Less than four years after George Floyd's murder prompted a mass awakening to the inequities of the criminal justice system, politicians are returning to a tough-on-crime approach. In some cases, voters and lawmakers are opting to reverse reforms passed years ago.

San Francisco voted last week for two propositions that give more power to police and require addiction treatment as a condition for welfare assistance. D.C. Council members passed a package of public safety measures, including bringing back "drug-free zones." The votes follow movements to roll back reforms in Louisiana and Oregon, reports USA Today.

"It's a stunning turnabout, especially so soon after the wave of national protests against the system for being too harsh," says Adam Gelb of the nonpartisan think tank Council on Criminal Justice.

Though it may seem as if the nation is headed back to punitive policies, Gelb said, "I think there's very little chance that we return fully to the notion that we can arrest and punish our way to safety."

Gelb said the pattern like a pendulum swinging between restriction and reform started as early as the 1960s when a wave of reform led into a spike in crime in the 70s. The 80s brought in the crack crisis and a "get tough era," Gelb said. Over the next three decades, mandatory sentencing, a boom in prison development and harsher drug enforcement tactics led to a ballooning in the prison population.

The Pew Trust reported that more than 30 states passed laws between 2007 and 2017 to reduce prison populations.

= = = = = = =

» Objective:
Name every city, district, or state mentioned in the passage on the return to tough-on-crime policies. The entries that follow the passage aren't needed for this work.

Excerpts from point-annotation data
= = = = = = =

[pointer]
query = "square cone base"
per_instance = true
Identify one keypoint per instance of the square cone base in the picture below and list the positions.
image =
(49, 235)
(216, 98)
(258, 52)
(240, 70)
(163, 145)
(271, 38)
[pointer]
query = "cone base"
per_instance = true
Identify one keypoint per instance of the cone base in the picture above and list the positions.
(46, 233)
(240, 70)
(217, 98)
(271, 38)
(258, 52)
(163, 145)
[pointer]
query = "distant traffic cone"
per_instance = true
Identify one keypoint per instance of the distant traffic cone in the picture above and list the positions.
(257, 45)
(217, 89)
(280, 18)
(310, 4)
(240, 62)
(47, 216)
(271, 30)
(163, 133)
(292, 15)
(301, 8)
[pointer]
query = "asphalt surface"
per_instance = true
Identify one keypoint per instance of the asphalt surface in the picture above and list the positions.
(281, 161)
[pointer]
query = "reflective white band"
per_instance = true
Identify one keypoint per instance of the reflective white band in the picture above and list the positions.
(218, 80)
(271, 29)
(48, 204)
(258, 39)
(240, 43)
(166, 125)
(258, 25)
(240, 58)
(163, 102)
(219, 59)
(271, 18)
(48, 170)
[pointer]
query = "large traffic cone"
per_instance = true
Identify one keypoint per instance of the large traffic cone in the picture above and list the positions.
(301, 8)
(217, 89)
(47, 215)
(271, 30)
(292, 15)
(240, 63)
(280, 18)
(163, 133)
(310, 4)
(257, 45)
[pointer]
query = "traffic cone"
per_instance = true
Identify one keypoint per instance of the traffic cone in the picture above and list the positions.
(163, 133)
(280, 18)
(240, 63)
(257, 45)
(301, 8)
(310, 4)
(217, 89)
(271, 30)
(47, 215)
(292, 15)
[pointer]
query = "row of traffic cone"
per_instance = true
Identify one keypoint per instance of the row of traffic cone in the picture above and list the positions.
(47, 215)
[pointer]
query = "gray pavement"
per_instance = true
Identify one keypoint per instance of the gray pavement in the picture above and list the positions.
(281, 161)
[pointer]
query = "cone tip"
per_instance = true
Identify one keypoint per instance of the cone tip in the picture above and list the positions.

= = = = = = =

» Solution to the exercise:
San Francisco, D.C., Louisiana, Oregon